TREŚĆ ZADANIA
Przedstaw jako tabelę Markdown z kolumnami „Nr” i „Treść” wiersze od tego, który zawiera "For this exercise we mark the rear door window", do tego, który zawiera "[(234, 200), (126, 191)]", włącznie. Puste wiersze pomiń.

____ WIERSZE

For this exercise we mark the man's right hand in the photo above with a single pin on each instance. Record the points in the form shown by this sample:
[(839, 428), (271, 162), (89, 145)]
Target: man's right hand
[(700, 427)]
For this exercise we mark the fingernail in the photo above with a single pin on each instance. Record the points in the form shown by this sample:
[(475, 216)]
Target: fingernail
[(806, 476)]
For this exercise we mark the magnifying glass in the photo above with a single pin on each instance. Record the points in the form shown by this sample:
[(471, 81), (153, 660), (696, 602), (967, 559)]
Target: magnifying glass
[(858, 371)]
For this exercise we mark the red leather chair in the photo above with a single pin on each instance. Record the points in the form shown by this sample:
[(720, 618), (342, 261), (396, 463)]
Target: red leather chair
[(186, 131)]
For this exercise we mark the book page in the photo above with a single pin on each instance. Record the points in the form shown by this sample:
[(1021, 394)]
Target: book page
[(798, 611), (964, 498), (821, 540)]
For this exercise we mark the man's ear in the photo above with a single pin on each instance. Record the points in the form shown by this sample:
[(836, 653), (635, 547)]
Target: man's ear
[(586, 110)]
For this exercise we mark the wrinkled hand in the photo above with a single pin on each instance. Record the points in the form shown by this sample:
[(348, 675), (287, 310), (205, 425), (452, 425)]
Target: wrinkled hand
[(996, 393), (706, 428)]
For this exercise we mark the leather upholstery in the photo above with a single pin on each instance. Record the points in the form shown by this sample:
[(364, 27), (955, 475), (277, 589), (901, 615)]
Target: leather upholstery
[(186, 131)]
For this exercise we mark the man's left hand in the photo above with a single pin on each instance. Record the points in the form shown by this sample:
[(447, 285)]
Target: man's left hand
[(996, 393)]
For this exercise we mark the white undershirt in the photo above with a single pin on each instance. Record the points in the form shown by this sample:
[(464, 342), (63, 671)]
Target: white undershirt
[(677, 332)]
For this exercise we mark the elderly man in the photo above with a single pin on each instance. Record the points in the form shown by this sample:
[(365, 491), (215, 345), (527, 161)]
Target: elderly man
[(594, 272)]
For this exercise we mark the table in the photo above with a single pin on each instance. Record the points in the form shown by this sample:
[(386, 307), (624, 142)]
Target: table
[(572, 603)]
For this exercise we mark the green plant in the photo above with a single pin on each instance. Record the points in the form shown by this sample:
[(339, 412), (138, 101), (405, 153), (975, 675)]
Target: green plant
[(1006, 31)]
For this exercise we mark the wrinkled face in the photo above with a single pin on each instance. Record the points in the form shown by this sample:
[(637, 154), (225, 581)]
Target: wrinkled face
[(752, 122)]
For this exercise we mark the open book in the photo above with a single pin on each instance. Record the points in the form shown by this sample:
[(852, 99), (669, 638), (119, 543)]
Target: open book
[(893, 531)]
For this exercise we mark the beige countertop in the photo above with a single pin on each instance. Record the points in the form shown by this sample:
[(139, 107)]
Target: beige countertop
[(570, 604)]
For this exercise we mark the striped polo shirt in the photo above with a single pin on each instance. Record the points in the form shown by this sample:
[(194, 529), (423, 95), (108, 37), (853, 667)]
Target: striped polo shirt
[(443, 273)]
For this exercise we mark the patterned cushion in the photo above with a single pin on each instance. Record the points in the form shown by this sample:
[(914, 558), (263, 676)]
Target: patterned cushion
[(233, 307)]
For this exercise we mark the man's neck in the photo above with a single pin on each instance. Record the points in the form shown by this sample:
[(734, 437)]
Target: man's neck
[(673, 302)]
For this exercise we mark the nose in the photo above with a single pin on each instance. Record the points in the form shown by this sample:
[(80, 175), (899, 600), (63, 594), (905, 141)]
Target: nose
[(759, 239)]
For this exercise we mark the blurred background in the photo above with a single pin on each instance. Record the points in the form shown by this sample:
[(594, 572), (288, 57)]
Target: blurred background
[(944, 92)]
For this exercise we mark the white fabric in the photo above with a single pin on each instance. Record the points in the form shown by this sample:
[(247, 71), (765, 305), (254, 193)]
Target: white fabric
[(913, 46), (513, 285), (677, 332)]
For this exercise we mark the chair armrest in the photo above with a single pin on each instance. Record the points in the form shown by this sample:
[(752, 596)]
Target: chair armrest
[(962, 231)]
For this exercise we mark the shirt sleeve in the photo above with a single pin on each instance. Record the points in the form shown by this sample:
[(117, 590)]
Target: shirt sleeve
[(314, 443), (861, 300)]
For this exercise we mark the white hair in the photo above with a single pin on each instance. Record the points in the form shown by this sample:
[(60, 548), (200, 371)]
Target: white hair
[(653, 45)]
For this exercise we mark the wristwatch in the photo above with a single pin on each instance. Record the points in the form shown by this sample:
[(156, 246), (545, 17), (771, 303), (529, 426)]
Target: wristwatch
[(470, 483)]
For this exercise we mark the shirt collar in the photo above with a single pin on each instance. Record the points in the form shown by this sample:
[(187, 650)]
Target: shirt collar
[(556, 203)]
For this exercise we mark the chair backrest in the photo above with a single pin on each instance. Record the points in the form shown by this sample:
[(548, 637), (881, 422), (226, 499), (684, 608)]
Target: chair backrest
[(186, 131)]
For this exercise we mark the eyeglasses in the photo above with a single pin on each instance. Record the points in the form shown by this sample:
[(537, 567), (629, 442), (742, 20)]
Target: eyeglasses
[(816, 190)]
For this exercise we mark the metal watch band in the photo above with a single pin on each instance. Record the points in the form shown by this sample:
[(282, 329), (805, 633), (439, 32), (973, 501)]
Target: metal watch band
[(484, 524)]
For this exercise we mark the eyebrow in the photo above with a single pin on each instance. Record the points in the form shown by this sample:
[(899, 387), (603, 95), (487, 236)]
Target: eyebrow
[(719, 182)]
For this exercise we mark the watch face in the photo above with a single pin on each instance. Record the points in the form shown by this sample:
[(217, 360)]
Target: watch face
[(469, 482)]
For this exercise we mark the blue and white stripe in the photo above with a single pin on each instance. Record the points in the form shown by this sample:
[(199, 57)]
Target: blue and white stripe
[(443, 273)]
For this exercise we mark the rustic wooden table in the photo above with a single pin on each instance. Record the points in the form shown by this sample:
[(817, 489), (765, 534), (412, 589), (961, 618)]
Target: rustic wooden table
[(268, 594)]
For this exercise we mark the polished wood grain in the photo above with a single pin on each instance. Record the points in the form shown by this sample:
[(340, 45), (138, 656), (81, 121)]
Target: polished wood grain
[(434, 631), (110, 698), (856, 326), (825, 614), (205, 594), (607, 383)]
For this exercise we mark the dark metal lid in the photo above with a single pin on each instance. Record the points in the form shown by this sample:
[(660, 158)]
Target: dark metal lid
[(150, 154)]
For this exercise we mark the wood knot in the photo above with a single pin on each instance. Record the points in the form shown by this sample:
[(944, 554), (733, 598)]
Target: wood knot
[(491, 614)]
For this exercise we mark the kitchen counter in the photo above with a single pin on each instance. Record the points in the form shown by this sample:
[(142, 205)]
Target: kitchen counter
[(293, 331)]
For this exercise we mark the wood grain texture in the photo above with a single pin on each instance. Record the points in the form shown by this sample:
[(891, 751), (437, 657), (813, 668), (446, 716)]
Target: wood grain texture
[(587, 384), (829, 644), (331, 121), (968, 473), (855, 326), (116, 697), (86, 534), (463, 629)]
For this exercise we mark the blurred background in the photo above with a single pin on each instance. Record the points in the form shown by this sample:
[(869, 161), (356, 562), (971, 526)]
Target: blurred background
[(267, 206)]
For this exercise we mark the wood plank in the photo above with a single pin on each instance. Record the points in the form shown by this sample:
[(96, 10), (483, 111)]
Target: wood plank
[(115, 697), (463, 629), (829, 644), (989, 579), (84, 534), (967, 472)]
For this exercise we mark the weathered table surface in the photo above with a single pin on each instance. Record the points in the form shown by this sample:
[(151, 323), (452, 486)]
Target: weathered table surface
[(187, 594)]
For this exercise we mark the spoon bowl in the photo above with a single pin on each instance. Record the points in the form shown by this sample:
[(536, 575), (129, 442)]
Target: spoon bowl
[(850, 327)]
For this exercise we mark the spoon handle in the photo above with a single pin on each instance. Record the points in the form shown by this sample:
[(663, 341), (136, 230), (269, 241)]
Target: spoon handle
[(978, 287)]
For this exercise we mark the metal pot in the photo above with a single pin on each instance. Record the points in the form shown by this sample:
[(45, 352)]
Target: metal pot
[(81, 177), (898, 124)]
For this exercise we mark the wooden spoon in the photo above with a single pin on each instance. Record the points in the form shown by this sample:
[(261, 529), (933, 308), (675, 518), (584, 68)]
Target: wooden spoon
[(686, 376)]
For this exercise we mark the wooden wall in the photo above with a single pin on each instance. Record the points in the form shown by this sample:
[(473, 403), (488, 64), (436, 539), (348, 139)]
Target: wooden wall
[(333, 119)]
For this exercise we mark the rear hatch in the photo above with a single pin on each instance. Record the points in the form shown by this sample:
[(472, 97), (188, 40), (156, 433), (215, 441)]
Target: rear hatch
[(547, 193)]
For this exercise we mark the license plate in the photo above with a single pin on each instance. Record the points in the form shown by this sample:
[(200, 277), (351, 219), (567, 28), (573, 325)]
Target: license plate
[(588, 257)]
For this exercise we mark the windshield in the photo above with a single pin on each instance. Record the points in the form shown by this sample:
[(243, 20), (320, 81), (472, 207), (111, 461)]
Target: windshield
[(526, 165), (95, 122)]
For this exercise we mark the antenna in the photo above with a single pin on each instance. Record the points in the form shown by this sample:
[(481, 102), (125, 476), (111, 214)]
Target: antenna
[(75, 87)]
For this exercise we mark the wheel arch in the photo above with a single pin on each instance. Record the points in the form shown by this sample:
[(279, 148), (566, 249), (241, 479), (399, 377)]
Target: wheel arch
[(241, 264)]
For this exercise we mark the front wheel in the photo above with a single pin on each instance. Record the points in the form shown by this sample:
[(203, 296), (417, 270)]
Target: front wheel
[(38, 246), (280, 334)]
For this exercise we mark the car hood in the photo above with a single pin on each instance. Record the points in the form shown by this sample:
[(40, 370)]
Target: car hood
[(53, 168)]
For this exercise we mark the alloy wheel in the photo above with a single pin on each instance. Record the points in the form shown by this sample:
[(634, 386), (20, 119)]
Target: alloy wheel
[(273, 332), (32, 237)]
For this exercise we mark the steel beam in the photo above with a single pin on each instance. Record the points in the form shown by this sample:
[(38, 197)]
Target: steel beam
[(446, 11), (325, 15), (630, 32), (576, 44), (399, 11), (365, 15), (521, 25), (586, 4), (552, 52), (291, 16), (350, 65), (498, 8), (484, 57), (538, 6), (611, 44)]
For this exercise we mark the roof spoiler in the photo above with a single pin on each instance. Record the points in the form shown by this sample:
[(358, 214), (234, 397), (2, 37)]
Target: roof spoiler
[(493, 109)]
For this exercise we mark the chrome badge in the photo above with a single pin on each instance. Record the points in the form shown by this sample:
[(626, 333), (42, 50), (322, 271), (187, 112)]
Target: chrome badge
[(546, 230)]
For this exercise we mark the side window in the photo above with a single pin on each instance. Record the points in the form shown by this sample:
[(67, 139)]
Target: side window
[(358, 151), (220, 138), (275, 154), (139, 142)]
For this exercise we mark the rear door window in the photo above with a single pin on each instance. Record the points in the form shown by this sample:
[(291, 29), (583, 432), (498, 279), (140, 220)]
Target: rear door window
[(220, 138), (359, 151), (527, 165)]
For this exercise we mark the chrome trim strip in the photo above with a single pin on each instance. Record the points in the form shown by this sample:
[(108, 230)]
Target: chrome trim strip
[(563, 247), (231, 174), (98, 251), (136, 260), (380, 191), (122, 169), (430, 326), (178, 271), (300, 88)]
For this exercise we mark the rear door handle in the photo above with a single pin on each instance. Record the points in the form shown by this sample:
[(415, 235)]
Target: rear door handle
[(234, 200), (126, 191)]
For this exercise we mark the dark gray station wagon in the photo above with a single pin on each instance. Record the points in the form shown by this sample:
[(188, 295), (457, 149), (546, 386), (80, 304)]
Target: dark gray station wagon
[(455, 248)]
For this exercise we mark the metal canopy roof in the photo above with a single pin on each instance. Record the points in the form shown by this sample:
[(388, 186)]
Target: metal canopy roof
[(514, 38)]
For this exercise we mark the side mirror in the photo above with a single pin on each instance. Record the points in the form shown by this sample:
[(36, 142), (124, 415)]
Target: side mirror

________

ODPOWIEDŹ
| Nr | Treść |
|---|---|
| 1 | For this exercise we mark the rear door window in the photo above with a single pin on each instance. Record the points in the form shown by this sample: |
| 2 | [(291, 29), (583, 432), (498, 279), (140, 220)] |
| 3 | Target: rear door window |
| 4 | [(220, 138), (359, 151), (527, 165)] |
| 5 | For this exercise we mark the chrome trim strip in the photo above with a single pin on each instance. Record the points in the form shown by this sample: |
| 6 | [(108, 230)] |
| 7 | Target: chrome trim strip |
| 8 | [(563, 247), (231, 174), (98, 251), (136, 260), (380, 191), (122, 169), (430, 326), (178, 271), (300, 88)] |
| 9 | For this exercise we mark the rear door handle in the photo above with a single pin on each instance. Record the points in the form shown by this sample: |
| 10 | [(415, 235)] |
| 11 | Target: rear door handle |
| 12 | [(234, 200), (126, 191)] |